Saved entries
== Segment start ==

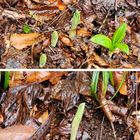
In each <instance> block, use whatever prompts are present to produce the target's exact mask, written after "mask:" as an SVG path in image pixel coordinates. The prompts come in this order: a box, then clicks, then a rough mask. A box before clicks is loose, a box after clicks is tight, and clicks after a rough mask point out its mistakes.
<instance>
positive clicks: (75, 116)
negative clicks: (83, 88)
mask: <svg viewBox="0 0 140 140" xmlns="http://www.w3.org/2000/svg"><path fill="white" fill-rule="evenodd" d="M84 110H85V103H81V104H80V105H79V107H78V110H77V112H76V114H75V117H74V119H73V121H72V129H71V137H70V140H76V135H77V131H78V128H79V125H80V122H81V120H82V117H83V114H84Z"/></svg>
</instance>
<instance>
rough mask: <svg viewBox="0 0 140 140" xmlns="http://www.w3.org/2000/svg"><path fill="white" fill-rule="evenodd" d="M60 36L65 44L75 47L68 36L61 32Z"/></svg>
mask: <svg viewBox="0 0 140 140" xmlns="http://www.w3.org/2000/svg"><path fill="white" fill-rule="evenodd" d="M59 38H60V40H61V42H63V43H64V45H66V46H70V47H73V42H72V40H71V39H70V38H69V37H68V36H66V35H63V34H61V35H60V36H59Z"/></svg>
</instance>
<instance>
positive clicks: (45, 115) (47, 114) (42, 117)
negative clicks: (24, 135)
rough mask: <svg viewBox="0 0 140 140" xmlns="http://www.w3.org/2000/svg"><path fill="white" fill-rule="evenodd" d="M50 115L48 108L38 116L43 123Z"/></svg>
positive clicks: (45, 121) (45, 120) (42, 122)
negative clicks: (39, 116) (38, 116)
mask: <svg viewBox="0 0 140 140" xmlns="http://www.w3.org/2000/svg"><path fill="white" fill-rule="evenodd" d="M48 116H49V113H48V110H47V111H45V112H44V113H43V114H42V115H41V116H40V117H39V118H38V121H39V122H40V123H42V124H43V123H45V122H46V120H47V118H48Z"/></svg>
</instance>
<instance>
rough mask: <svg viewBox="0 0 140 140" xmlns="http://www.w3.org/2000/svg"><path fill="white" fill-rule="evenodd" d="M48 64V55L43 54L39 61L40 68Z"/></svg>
mask: <svg viewBox="0 0 140 140" xmlns="http://www.w3.org/2000/svg"><path fill="white" fill-rule="evenodd" d="M46 62H47V56H46V54H44V53H43V54H42V55H41V56H40V59H39V67H40V68H43V67H44V66H45V65H46Z"/></svg>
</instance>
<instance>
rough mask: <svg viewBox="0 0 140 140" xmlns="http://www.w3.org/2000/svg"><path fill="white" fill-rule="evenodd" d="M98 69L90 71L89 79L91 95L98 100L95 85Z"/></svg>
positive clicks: (97, 84) (97, 72) (97, 73)
mask: <svg viewBox="0 0 140 140" xmlns="http://www.w3.org/2000/svg"><path fill="white" fill-rule="evenodd" d="M99 74H100V72H99V71H94V72H93V73H92V81H91V86H90V87H91V95H92V96H93V97H94V98H95V99H96V100H98V98H97V85H98V81H99Z"/></svg>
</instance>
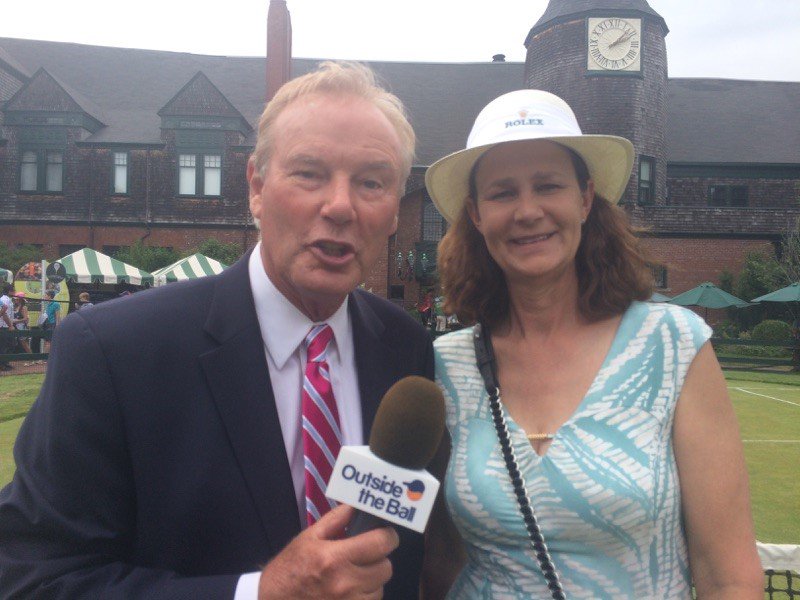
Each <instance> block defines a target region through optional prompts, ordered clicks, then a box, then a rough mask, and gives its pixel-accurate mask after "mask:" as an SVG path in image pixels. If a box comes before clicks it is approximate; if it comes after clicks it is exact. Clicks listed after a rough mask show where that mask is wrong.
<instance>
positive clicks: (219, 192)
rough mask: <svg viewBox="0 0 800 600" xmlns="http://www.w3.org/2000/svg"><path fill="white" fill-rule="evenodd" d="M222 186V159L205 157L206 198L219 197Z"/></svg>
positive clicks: (220, 158)
mask: <svg viewBox="0 0 800 600" xmlns="http://www.w3.org/2000/svg"><path fill="white" fill-rule="evenodd" d="M221 185H222V157H221V156H219V155H215V156H204V157H203V192H204V193H205V195H206V196H219V195H220V189H221Z"/></svg>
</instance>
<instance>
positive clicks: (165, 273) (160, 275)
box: [153, 252, 228, 285]
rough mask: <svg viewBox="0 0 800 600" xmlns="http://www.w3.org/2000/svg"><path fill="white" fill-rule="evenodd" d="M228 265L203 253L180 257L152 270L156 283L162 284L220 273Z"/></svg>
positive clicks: (197, 253)
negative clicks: (154, 269)
mask: <svg viewBox="0 0 800 600" xmlns="http://www.w3.org/2000/svg"><path fill="white" fill-rule="evenodd" d="M227 267H228V265H224V264H222V263H221V262H219V261H218V260H214V259H213V258H209V257H208V256H205V255H204V254H200V253H199V252H198V253H197V254H192V255H191V256H187V257H186V258H182V259H180V260H179V261H177V262H174V263H172V264H171V265H169V266H167V267H164V268H163V269H158V270H157V271H154V272H153V277H154V278H155V282H156V285H164V284H166V283H171V282H173V281H181V280H183V279H196V278H198V277H205V276H206V275H216V274H217V273H222V271H223V270H225V269H226V268H227Z"/></svg>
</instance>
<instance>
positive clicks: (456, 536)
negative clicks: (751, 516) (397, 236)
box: [426, 90, 763, 600]
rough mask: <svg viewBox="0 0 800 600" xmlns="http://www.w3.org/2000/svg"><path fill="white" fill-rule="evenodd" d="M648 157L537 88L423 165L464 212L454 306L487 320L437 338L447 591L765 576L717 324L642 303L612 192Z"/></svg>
mask: <svg viewBox="0 0 800 600" xmlns="http://www.w3.org/2000/svg"><path fill="white" fill-rule="evenodd" d="M633 161H634V150H633V146H632V144H631V143H630V142H629V141H628V140H626V139H623V138H619V137H615V136H608V135H584V134H583V133H582V132H581V130H580V127H579V125H578V123H577V120H576V118H575V115H574V114H573V112H572V110H571V109H570V107H569V106H568V105H567V104H566V103H565V102H564V101H563V100H562V99H560V98H558V97H557V96H554V95H553V94H550V93H548V92H544V91H539V90H520V91H515V92H511V93H508V94H505V95H503V96H500V97H499V98H497V99H495V100H493V101H492V102H491V103H489V104H488V105H487V106H486V107H485V108H484V109H483V110H482V111H481V113H480V114H479V115H478V117H477V119H476V121H475V124H474V127H473V129H472V132H471V134H470V137H469V139H468V141H467V147H466V149H465V150H462V151H459V152H456V153H455V154H452V155H450V156H447V157H445V158H443V159H441V160H440V161H438V162H437V163H435V164H434V165H432V166H431V168H430V169H429V170H428V172H427V175H426V184H427V187H428V191H429V193H430V195H431V198H432V199H433V201H434V203H435V204H436V206H437V208H438V209H439V211H440V212H441V213H442V214H443V215H444V216H445V218H446V219H447V220H448V221H449V222H450V223H451V224H452V226H451V227H450V229H449V230H448V232H447V234H446V235H445V237H444V238H443V240H442V241H441V243H440V246H439V254H438V257H439V258H438V260H439V273H440V276H441V281H442V286H443V293H444V295H445V297H446V305H445V310H446V311H447V312H449V313H456V314H458V316H459V319H460V320H462V321H463V322H465V323H468V324H475V325H473V326H472V327H469V328H466V329H463V330H461V331H458V332H455V333H451V334H448V335H445V336H443V337H440V338H438V339H437V340H436V342H435V344H434V348H435V355H436V377H437V381H438V382H439V384H440V385H441V387H442V389H443V391H444V395H445V400H446V403H447V426H448V431H449V434H450V439H451V448H450V450H449V465H448V471H447V476H446V480H445V482H444V485H443V489H444V494H445V497H446V503H447V508H448V511H449V516H448V511H445V510H443V507H441V505H440V507H439V510H438V512H437V513H436V518H435V519H434V522H433V524H432V531H431V532H430V535H429V537H428V549H429V550H430V551H429V552H426V557H427V558H428V564H427V566H426V575H428V576H430V578H429V579H428V578H427V577H426V579H427V581H426V584H427V585H426V588H427V589H428V590H431V592H430V597H432V598H435V597H439V596H441V595H443V594H444V593H445V592H446V591H447V590H448V588H449V597H450V598H459V599H460V598H463V599H468V598H498V597H503V598H520V599H521V598H542V599H543V598H551V597H552V598H563V597H564V596H566V597H567V598H595V599H617V598H658V599H659V600H665V599H678V598H680V599H686V600H688V599H690V598H692V581H693V582H694V584H695V585H696V588H697V597H698V598H704V599H709V598H720V599H722V598H725V599H726V600H731V599H745V598H746V599H756V598H760V597H762V595H763V592H762V586H763V574H762V572H761V568H760V564H759V559H758V555H757V553H756V545H755V539H754V532H753V522H752V518H751V513H750V504H749V493H748V483H747V472H746V470H745V464H744V457H743V451H742V443H741V440H740V437H739V430H738V426H737V422H736V417H735V415H734V411H733V407H732V405H731V401H730V398H729V397H728V393H727V387H726V384H725V380H724V378H723V376H722V372H721V370H720V367H719V364H718V362H717V359H716V356H715V354H714V350H713V348H712V347H711V343H710V342H709V337H710V335H711V329H710V328H709V327H708V326H707V325H706V324H705V323H704V322H703V321H702V319H701V318H700V317H699V316H698V315H696V314H695V313H693V312H691V311H689V310H687V309H684V308H682V307H679V306H672V305H669V304H664V303H649V302H645V300H646V299H647V298H649V297H650V294H651V287H652V278H651V275H650V273H649V270H648V267H647V259H646V256H645V254H644V252H643V251H642V248H641V245H640V242H639V240H638V239H637V237H636V236H635V235H634V234H633V232H632V230H631V228H630V226H629V224H628V222H627V218H626V215H625V213H624V211H623V210H621V209H620V208H619V207H618V206H617V205H616V204H617V202H618V200H619V199H620V197H621V196H622V195H623V193H624V191H625V189H626V186H627V183H628V178H629V176H630V172H631V168H632V165H633ZM479 356H481V357H485V358H482V359H481V363H480V365H479V364H478V362H477V360H478V358H477V357H479ZM487 390H489V391H491V394H490V393H489V391H487ZM493 415H496V416H493ZM501 448H502V451H501ZM446 453H447V452H446V449H445V451H444V452H443V453H442V455H441V457H442V459H443V458H444V456H445V455H446ZM459 548H460V550H459ZM456 576H457V579H455V582H454V583H453V584H452V587H450V583H451V581H452V580H453V578H455V577H456ZM427 597H428V596H426V598H427Z"/></svg>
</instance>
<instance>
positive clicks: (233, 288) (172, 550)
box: [0, 256, 433, 599]
mask: <svg viewBox="0 0 800 600" xmlns="http://www.w3.org/2000/svg"><path fill="white" fill-rule="evenodd" d="M247 258H248V257H247V256H245V257H244V258H243V259H242V260H240V261H239V262H237V263H236V264H235V265H233V266H231V267H230V268H229V269H228V270H226V271H225V272H224V273H222V274H221V275H218V276H214V277H207V278H202V279H198V280H194V281H191V282H186V283H175V284H170V285H168V286H165V287H163V288H158V289H155V290H151V291H146V292H142V293H139V294H135V295H133V296H130V297H127V298H122V299H119V300H114V301H112V302H107V303H104V304H101V305H98V306H95V307H91V308H87V309H84V310H81V311H80V312H76V313H74V314H73V315H70V316H69V317H67V318H66V319H65V320H64V321H63V322H62V324H61V325H60V326H59V327H58V328H57V329H56V330H55V334H54V339H53V346H52V352H51V355H50V359H49V362H48V365H47V375H46V377H45V381H44V384H43V386H42V390H41V393H40V395H39V397H38V399H37V400H36V402H35V403H34V405H33V407H32V409H31V411H30V413H29V414H28V416H27V418H26V420H25V422H24V424H23V426H22V428H21V430H20V433H19V437H18V439H17V443H16V446H15V449H14V452H15V454H14V455H15V459H16V462H17V472H16V474H15V477H14V479H13V481H12V482H11V483H10V484H9V485H8V486H7V487H6V488H5V489H3V490H2V492H0V597H2V598H8V597H12V598H17V597H20V598H37V599H38V598H70V599H73V598H83V597H87V598H137V597H141V598H171V599H172V598H192V599H196V598H228V599H230V598H233V594H234V590H235V587H236V583H237V581H238V579H239V576H240V575H241V574H242V573H246V572H250V571H255V570H260V569H261V568H262V567H263V566H264V564H265V563H266V562H268V561H269V559H270V558H271V557H273V556H274V555H275V554H277V553H278V552H279V551H280V550H281V549H282V548H283V547H284V546H285V545H286V544H287V543H288V542H289V541H290V540H291V539H292V538H293V537H294V536H295V535H296V534H297V533H299V531H300V522H299V516H298V514H297V504H296V501H295V496H294V491H293V486H292V479H291V473H290V469H289V464H288V460H287V458H286V452H285V449H284V443H283V438H282V434H281V429H280V424H279V421H278V414H277V411H276V408H275V402H274V398H273V394H272V388H271V385H270V379H269V371H268V368H267V364H266V358H265V355H264V345H263V341H262V339H261V333H260V330H259V325H258V320H257V317H256V312H255V306H254V304H253V297H252V293H251V290H250V284H249V275H248V270H247ZM349 310H350V314H351V317H352V323H353V340H354V345H355V355H356V362H357V373H358V381H359V389H360V393H361V400H362V415H363V423H364V429H365V431H364V435H365V439H367V437H368V435H369V429H370V426H371V424H372V421H373V418H374V416H375V411H376V409H377V406H378V404H379V402H380V399H381V398H382V396H383V394H384V392H386V390H387V389H388V388H389V387H390V386H391V385H392V384H393V383H394V382H395V381H397V380H398V379H400V378H402V377H404V376H406V375H422V376H426V377H429V378H430V377H432V375H433V351H432V347H431V341H430V338H429V336H428V334H427V332H426V331H425V330H424V329H423V328H422V327H421V326H420V325H419V324H418V323H416V322H415V321H414V320H413V319H411V318H410V317H409V316H408V315H407V314H405V313H404V311H402V310H401V309H399V308H397V307H396V306H394V305H393V304H391V303H389V302H387V301H386V300H383V299H381V298H378V297H376V296H373V295H372V294H368V293H366V292H362V291H356V292H354V293H352V294H351V295H350V302H349ZM391 558H392V562H393V566H394V576H393V578H392V580H391V581H390V582H389V584H387V586H386V588H385V594H386V597H388V598H398V599H401V598H402V599H406V598H414V597H416V595H417V582H418V580H419V572H420V568H421V562H422V538H421V536H420V535H418V534H415V533H413V532H407V531H402V532H401V545H400V548H398V550H396V551H395V552H394V553H393V554H392V557H391Z"/></svg>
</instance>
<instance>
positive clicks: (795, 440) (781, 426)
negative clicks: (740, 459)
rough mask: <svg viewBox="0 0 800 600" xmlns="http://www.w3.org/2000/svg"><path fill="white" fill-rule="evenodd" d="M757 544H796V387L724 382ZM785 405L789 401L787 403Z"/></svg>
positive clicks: (796, 533) (799, 390)
mask: <svg viewBox="0 0 800 600" xmlns="http://www.w3.org/2000/svg"><path fill="white" fill-rule="evenodd" d="M728 389H729V391H730V395H731V399H732V400H733V405H734V408H735V409H736V415H737V417H738V418H739V427H740V429H741V434H742V441H743V442H744V451H745V460H746V461H747V471H748V473H749V474H750V493H751V496H752V502H753V518H754V520H755V525H756V533H757V536H758V539H759V540H761V541H762V542H771V543H781V544H800V478H798V477H797V468H798V465H800V387H797V386H791V385H787V384H786V383H766V382H750V381H743V380H741V379H737V380H734V381H731V380H729V381H728ZM790 403H791V404H790Z"/></svg>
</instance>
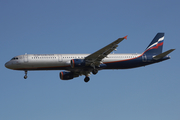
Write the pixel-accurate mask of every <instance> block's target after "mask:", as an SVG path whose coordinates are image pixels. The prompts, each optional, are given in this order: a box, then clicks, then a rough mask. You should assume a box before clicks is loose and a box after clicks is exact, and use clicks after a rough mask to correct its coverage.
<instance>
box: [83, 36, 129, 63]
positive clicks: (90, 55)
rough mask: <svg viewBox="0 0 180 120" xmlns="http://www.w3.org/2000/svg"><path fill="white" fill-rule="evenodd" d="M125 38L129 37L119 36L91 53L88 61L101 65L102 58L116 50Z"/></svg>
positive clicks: (85, 58)
mask: <svg viewBox="0 0 180 120" xmlns="http://www.w3.org/2000/svg"><path fill="white" fill-rule="evenodd" d="M124 39H127V36H125V37H123V38H119V39H117V40H115V41H114V42H112V43H110V44H109V45H107V46H105V47H103V48H102V49H100V50H98V51H96V52H94V53H92V54H90V55H89V56H87V57H86V58H85V60H86V62H87V63H89V64H93V65H95V66H99V65H100V62H101V60H102V59H103V58H105V57H106V56H107V55H108V54H110V53H111V52H112V51H114V50H115V49H116V48H117V47H118V44H119V43H120V42H121V41H122V40H124Z"/></svg>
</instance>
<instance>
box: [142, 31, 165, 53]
mask: <svg viewBox="0 0 180 120" xmlns="http://www.w3.org/2000/svg"><path fill="white" fill-rule="evenodd" d="M163 42H164V33H157V35H156V36H155V37H154V39H153V40H152V42H151V43H150V44H149V46H148V47H147V48H146V50H145V52H144V53H145V54H156V55H157V54H161V53H162V48H163Z"/></svg>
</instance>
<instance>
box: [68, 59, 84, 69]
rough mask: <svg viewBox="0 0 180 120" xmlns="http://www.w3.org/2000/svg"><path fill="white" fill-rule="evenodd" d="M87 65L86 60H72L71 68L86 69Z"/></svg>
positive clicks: (75, 59) (71, 60) (82, 59)
mask: <svg viewBox="0 0 180 120" xmlns="http://www.w3.org/2000/svg"><path fill="white" fill-rule="evenodd" d="M85 65H86V63H85V60H84V59H72V60H71V67H72V68H76V67H85Z"/></svg>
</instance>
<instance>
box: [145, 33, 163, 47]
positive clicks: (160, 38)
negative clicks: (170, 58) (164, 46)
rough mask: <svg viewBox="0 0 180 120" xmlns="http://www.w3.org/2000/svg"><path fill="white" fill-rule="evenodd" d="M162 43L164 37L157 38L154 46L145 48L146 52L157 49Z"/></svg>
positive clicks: (153, 45)
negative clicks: (157, 40) (156, 41)
mask: <svg viewBox="0 0 180 120" xmlns="http://www.w3.org/2000/svg"><path fill="white" fill-rule="evenodd" d="M163 41H164V36H163V37H162V38H159V40H158V41H157V42H155V43H154V44H152V45H151V46H149V47H148V48H147V50H151V49H158V47H159V46H162V45H163Z"/></svg>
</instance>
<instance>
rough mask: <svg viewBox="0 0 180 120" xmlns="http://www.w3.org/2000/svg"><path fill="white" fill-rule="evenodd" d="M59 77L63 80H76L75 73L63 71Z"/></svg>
mask: <svg viewBox="0 0 180 120" xmlns="http://www.w3.org/2000/svg"><path fill="white" fill-rule="evenodd" d="M59 77H60V78H61V80H70V79H73V78H74V73H73V72H67V71H63V72H60V73H59Z"/></svg>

== Segment end ==

● INSTRUCTIONS TO FOLLOW
What is needed is an exact copy of the lines from the beginning of the data through the line containing "positive clicks: (75, 116)", both included, without any pictures.

● RESULT FOR THIS EXERCISE
In each <instance> block, use whatever prompts are present to produce the target's exact mask, written after "mask:" as an SVG path in image pixel coordinates. The prompts come in this order: a box, then clicks, then a rough mask. A box before clicks is loose, a box after clicks is tight, and clicks after a rough mask point out its mistakes.
<instance>
positive clicks: (75, 116)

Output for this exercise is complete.